Please copy the material between the line that contains "Point to the white building, one" and the end, inclusive, keeping every line. Multiply each pixel coordinate listed under Pins by 0.55 and round it to a whole number, with halves rounding up, but leave the sample coordinates unchanged.
((
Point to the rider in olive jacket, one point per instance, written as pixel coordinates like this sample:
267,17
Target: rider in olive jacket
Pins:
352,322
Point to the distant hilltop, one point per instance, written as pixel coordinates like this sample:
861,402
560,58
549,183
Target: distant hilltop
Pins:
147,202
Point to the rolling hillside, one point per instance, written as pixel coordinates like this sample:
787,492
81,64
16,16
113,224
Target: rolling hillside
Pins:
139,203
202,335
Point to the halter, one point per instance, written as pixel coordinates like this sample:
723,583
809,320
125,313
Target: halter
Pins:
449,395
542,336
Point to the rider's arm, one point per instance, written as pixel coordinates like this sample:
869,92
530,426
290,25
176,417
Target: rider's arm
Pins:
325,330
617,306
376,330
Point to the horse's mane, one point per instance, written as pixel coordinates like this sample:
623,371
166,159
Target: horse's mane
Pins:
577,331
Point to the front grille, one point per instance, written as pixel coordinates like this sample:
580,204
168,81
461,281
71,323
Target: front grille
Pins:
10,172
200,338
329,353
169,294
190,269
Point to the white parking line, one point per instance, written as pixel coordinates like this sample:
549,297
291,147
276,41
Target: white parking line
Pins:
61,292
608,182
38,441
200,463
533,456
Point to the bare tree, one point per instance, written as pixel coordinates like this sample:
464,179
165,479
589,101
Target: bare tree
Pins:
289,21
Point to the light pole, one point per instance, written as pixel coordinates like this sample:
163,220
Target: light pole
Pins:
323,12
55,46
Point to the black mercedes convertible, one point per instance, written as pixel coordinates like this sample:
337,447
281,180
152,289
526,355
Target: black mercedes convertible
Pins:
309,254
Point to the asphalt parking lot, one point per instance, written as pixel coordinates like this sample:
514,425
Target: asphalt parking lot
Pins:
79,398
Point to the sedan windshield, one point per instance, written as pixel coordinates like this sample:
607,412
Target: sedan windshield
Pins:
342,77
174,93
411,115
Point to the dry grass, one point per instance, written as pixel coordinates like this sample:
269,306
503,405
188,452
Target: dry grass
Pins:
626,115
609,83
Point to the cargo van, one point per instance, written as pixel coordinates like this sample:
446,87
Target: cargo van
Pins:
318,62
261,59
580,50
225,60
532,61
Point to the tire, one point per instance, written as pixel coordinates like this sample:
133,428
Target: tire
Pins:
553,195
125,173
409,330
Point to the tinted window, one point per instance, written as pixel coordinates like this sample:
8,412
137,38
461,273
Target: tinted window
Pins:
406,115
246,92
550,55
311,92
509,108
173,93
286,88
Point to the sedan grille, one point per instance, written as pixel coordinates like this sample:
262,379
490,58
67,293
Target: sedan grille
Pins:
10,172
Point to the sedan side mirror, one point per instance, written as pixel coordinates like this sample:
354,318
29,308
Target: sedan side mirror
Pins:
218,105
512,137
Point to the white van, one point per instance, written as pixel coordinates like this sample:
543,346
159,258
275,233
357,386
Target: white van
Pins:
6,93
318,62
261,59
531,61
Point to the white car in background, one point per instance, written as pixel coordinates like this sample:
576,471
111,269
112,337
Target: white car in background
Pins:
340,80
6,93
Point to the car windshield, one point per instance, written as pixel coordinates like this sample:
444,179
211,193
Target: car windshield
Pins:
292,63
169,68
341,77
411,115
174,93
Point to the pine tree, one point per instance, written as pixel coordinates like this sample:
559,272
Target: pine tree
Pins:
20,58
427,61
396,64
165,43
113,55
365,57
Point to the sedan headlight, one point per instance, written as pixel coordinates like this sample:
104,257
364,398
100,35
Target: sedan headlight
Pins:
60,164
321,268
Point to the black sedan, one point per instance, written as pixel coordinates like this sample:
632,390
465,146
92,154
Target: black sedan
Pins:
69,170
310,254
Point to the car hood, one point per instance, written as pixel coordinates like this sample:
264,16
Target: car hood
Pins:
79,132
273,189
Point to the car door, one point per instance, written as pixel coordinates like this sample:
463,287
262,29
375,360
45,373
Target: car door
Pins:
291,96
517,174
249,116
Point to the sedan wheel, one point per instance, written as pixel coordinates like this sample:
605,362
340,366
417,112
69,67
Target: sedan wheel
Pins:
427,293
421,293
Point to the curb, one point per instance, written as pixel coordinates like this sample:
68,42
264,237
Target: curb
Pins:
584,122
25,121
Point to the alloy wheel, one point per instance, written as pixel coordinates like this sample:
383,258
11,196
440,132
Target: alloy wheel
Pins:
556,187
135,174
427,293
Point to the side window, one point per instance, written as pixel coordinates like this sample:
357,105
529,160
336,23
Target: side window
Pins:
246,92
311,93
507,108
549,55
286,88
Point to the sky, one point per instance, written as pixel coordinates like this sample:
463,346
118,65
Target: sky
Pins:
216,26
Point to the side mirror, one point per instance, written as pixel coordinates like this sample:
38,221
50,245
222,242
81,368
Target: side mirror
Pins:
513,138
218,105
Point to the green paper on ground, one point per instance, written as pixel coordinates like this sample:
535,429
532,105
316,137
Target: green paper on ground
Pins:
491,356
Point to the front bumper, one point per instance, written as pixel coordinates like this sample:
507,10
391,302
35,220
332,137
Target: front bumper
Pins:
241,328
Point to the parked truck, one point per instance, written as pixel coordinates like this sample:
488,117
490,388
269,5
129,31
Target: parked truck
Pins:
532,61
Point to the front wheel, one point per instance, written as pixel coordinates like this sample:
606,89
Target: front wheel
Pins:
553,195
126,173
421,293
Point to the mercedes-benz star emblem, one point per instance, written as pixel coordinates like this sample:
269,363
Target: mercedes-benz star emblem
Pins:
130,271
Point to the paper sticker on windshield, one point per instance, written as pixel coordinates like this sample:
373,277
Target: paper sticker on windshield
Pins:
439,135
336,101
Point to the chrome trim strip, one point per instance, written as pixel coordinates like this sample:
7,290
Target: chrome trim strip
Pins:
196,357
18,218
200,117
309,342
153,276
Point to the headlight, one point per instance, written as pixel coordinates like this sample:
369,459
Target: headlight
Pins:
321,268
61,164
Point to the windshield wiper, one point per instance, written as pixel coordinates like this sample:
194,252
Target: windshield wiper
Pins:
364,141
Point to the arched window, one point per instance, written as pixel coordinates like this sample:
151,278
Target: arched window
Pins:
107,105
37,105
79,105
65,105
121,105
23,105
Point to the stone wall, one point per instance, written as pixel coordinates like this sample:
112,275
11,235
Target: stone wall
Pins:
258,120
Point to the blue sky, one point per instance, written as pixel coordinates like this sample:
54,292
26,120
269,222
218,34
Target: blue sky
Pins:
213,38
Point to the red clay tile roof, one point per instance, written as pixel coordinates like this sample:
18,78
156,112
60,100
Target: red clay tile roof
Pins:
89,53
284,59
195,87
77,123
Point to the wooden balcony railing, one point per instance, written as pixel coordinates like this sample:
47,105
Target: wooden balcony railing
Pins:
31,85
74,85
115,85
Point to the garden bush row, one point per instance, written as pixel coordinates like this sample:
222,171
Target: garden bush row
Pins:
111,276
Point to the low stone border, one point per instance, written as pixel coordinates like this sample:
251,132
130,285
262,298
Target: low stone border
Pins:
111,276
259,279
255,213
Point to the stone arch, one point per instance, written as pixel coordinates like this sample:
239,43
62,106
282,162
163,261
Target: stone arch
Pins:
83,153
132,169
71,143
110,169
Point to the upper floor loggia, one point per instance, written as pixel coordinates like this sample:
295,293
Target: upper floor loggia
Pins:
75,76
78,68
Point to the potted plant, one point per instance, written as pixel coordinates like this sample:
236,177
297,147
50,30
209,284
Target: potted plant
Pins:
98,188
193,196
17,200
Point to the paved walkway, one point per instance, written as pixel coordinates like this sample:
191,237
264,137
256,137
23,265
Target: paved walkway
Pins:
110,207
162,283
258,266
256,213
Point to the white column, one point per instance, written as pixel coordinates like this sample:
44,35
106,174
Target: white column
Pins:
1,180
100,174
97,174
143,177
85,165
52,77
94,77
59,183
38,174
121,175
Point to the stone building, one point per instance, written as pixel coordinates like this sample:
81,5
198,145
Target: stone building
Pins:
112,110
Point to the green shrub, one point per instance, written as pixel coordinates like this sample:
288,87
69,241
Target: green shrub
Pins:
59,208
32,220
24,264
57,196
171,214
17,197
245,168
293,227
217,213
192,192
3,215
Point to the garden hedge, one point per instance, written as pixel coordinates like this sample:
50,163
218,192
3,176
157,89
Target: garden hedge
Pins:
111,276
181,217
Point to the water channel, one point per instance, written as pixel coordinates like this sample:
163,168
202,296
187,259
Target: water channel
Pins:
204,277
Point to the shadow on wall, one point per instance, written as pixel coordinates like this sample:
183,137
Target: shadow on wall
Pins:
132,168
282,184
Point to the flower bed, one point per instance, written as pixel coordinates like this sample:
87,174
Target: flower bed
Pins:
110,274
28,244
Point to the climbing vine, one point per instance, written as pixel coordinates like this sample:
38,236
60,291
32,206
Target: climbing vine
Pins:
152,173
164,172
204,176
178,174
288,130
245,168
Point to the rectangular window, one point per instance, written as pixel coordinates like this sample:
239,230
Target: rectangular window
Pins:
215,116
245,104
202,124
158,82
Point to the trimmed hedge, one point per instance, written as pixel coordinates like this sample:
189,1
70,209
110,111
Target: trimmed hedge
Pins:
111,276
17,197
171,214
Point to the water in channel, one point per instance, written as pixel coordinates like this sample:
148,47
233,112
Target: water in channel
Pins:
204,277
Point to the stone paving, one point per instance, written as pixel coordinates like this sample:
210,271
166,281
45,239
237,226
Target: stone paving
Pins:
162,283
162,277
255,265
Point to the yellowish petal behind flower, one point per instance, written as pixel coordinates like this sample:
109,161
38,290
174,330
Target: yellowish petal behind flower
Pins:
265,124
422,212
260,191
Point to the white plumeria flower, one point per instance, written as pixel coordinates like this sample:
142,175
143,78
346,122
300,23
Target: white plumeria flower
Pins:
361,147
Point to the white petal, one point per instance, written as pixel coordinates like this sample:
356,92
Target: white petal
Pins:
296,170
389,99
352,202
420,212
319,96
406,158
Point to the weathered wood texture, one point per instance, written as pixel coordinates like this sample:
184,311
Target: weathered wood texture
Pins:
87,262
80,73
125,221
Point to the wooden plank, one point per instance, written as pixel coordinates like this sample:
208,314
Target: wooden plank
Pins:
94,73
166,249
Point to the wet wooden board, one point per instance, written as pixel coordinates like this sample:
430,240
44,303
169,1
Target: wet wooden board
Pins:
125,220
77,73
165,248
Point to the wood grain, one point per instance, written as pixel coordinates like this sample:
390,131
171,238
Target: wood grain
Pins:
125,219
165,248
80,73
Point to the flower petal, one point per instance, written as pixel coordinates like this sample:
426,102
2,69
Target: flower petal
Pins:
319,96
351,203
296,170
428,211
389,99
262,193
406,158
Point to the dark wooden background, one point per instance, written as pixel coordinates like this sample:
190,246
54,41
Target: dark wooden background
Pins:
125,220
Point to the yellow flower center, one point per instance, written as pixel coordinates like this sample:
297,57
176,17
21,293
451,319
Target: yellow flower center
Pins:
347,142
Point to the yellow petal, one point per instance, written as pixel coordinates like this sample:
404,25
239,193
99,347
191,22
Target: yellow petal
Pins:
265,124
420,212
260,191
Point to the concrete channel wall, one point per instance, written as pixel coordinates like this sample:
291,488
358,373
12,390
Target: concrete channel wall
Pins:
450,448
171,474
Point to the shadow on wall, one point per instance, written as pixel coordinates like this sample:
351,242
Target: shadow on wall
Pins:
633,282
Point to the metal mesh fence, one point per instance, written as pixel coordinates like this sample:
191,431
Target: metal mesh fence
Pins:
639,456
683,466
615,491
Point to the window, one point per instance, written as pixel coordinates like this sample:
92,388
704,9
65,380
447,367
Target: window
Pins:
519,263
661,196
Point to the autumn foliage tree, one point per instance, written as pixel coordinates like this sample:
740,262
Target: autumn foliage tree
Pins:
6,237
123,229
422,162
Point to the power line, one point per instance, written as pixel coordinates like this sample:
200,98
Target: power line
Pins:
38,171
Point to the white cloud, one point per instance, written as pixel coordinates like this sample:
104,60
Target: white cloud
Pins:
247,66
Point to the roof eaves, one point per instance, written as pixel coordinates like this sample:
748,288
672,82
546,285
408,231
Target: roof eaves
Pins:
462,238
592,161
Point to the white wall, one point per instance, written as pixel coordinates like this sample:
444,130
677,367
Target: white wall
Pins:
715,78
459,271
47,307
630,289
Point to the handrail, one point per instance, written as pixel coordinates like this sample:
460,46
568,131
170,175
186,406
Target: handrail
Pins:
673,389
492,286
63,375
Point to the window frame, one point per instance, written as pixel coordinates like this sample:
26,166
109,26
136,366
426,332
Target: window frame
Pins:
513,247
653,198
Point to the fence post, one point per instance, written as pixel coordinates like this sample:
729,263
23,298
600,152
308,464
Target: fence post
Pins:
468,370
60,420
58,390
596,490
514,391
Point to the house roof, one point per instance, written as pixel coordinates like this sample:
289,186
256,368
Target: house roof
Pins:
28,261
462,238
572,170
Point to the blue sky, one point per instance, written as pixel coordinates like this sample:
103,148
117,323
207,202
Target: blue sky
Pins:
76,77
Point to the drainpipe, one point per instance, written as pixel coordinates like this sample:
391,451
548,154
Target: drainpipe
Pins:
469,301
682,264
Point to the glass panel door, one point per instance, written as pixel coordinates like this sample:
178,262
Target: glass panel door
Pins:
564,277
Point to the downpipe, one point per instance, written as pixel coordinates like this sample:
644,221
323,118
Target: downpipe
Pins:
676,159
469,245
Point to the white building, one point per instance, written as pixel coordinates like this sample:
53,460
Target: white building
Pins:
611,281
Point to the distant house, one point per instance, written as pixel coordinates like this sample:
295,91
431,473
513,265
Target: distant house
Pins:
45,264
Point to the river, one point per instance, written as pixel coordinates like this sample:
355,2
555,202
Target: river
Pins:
))
- [COMPLETE RESPONSE]
Point to the white building, one point per instance, written as pixel coordinates like this sample:
53,460
Target: white building
Pins:
336,155
Point to the distant house, one point per instance, written as pixel coordinates like this sample:
295,91
431,473
513,265
Target: distant house
Pins:
25,145
Point to the river, one point per instance, written as pixel coordinates like this sample:
355,2
555,202
Target: river
Pins:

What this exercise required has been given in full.